OBJECTIF VISÉ: Restitue mot pour mot le passage du texte sur l'affaire des caricatures qui va de « Les poids et » à « nuire à autrui. ».

PASSAGE EXTRAIT:
■ ■ ■ ■ ■
Les poids et les mesures dans l’affaire des caricatures

par Passant
mercredi 15 février 2006

« Il ne faut pas jeter la vie d’un homme aux chiens », a dit un jour François Mittérand à l’adresse de quelques journalistes qui, dans un prétendu exercice du droit d’expression, ont lynché Pierre Bérégovoy jusqu’à ce qu’il se suicide. M’inspirant de ce fait, je vais essayer de parler de cette liberté d’expression dont des journalistes usent pour offenser, blesser, et parfois même nuire à autrui.

Droit n’est pas obligation : Même si j’ai le droit de faire du bruit dans mon appartement de six heures du matin à vingt-deux heures, rien ne m’y oblige, et le tact me l’interdit même, et puis, pensez-vous que mes voisins pourraient vivre en dessous ou au-dessus de mon appartement en supportant chaque jour mon bruit pendant seize heures ? Et est-ce je vais pouvoir leur contester le droit de se plaindre parce que je suis dans mon droit ? Avoir le droit n’est pas toujours respecter, messieurs les journalistes !

Est-ce que Garaudy était dans son droit ? : Une hypocrisie à peine voilée est en train de se tisser dans notre pauvre Europe, la question cruciale que je me pose depuis un certain temps est : pourquoi ces journalistes qui, aujourd’hui, se déclarent pour la publication des caricatures de Mahomet au nom de la liberté d’expression, n’ont-ils pas soutenu le même principe dans l’affaire Garaudy, qui voulait qu’on fasse une révision dans l’histoire de l’Holocauste  ? N’est-ce pas que toute recherche historique sur le sujet est taxée d’antisémitisme primaire et de négationnisme ? N’est-ce pas que des filtrages ont été mis en place pour filtrer le site de l’AAARGH au nom du précédent principe ? Pourquoi alors ne nous chante-t-on la chanson, vieillissante et qui ne fait plus danser personne, de liberté que quand il est question de musulmans ou d’une quelconque nation n’ayant pas de lobby assez puissant pour exercer une pression financière ou politique assez forte ? D’ailleurs, le quotidien danois à l’origine du scandale, en l’occurrence Jyllands-Posten, avait lui-même refusé de publier des caricatures représentant Jésus-Christ, jugées "offensantes pour certains lecteurs" ! Où est l’équité dans tout cela  ? Où est cette prétendue liberté d’expression ?

Le 22 mars 2004, vers 16h30, une dépêche du site du Nouvel obs Quotidien (« Miguel Benasayag privé de sa chronique »), nous l’apprend :

« Le philosophe Miguel Benasayag, qui livrait tous les matins une chronique aux auditeurs de France Culture, a été remercié par Laure Adler, directrice de la station (...) jeudi 18 mars. La radio publique lui a fait savoir sa décision au lendemain d’une chronique au cours de laquelle il comparait le programme sécuritaire du Front national et les réalisations du gouvernement, en particulier de Nicolas Sarkozy. » Où étaient les défenseurs de la liberté d’expression ?
■ ■ ■ ■ ■
ENREGISTREMENTS LISTÉS:
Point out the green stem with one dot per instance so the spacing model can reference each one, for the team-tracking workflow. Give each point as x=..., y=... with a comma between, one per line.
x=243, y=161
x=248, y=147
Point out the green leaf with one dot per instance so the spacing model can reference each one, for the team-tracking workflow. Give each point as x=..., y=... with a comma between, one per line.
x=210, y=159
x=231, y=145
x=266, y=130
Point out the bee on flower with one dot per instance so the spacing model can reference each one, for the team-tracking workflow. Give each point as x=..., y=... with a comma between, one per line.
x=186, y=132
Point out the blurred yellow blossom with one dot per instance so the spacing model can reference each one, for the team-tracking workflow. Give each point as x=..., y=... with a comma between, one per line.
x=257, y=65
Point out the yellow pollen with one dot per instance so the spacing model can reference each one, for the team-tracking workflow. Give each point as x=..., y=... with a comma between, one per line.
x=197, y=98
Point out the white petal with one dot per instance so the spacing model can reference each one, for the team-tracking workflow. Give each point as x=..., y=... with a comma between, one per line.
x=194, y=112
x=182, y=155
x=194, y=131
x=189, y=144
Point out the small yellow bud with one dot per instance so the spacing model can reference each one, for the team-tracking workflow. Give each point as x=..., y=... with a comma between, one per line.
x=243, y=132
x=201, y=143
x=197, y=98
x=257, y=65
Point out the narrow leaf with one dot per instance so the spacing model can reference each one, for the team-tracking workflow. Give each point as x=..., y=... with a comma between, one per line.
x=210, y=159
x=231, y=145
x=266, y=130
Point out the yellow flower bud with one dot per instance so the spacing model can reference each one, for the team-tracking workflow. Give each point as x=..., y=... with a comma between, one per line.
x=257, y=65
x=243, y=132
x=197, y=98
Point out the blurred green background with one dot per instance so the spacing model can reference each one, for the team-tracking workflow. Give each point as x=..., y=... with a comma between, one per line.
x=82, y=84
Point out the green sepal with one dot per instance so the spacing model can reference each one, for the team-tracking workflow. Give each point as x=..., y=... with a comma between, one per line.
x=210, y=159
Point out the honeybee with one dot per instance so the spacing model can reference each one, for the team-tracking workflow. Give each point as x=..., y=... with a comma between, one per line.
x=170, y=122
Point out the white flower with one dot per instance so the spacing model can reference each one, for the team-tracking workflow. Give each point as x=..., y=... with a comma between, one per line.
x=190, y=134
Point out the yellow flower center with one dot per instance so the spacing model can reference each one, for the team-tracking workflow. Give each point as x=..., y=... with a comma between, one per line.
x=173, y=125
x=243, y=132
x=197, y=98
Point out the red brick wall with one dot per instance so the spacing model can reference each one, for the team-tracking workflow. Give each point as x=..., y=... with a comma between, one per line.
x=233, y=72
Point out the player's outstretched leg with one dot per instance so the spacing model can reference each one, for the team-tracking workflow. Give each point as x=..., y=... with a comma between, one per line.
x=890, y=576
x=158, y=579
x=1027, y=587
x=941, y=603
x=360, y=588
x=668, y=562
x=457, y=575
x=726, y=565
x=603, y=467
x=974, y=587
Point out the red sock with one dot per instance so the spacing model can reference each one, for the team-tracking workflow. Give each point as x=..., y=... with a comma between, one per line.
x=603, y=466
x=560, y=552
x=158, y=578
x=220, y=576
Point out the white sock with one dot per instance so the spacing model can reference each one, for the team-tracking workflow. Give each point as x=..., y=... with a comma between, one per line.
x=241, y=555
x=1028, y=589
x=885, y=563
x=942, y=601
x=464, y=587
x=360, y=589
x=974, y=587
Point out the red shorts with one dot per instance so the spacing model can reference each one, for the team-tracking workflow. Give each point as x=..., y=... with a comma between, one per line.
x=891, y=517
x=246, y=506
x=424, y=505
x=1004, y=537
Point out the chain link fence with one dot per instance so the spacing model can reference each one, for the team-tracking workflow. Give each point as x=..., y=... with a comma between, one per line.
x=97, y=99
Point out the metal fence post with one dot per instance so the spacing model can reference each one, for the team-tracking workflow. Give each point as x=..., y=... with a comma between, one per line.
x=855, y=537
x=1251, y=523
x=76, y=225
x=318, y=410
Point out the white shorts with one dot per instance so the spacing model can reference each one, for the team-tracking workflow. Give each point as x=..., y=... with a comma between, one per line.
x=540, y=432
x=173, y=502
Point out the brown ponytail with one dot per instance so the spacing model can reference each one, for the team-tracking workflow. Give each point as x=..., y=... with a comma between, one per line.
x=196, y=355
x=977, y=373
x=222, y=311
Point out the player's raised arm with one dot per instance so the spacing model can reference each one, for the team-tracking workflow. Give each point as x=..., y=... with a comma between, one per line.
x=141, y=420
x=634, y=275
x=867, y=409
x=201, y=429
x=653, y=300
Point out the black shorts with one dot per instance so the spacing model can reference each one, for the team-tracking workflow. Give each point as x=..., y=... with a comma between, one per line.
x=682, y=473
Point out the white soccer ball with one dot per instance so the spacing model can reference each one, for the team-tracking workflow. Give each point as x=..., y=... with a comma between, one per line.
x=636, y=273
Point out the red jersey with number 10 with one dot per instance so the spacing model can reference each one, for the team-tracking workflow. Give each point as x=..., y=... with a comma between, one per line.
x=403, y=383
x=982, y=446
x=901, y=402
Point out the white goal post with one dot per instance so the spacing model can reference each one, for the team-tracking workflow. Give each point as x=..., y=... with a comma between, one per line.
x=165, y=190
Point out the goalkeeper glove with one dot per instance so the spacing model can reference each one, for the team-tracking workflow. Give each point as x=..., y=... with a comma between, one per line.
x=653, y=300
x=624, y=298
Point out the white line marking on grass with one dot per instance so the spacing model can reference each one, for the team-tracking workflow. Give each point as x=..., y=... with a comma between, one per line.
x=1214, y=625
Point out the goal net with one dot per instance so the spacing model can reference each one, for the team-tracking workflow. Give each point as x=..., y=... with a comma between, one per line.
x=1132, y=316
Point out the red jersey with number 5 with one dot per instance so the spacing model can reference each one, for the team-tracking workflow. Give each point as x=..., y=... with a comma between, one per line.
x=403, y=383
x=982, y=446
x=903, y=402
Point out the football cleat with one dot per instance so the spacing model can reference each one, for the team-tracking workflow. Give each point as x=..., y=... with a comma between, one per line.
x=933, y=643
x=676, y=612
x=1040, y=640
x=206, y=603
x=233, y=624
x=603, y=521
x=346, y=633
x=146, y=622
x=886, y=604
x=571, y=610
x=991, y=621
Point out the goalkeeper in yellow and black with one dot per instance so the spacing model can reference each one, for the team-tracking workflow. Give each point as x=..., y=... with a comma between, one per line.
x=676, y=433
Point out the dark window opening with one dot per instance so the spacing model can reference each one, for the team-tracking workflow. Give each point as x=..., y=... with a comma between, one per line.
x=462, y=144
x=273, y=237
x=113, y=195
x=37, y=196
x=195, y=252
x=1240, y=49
■ ■ ■ ■ ■
RÉSULTAT ATTENDU:
Les poids et les mesures dans l’affaire des caricatures

par Passant
mercredi 15 février 2006

« Il ne faut pas jeter la vie d’un homme aux chiens », a dit un jour François Mittérand à l’adresse de quelques journalistes qui, dans un prétendu exercice du droit d’expression, ont lynché Pierre Bérégovoy jusqu’à ce qu’il se suicide. M’inspirant de ce fait, je vais essayer de parler de cette liberté d’expression dont des journalistes usent pour offenser, blesser, et parfois même nuire à autrui.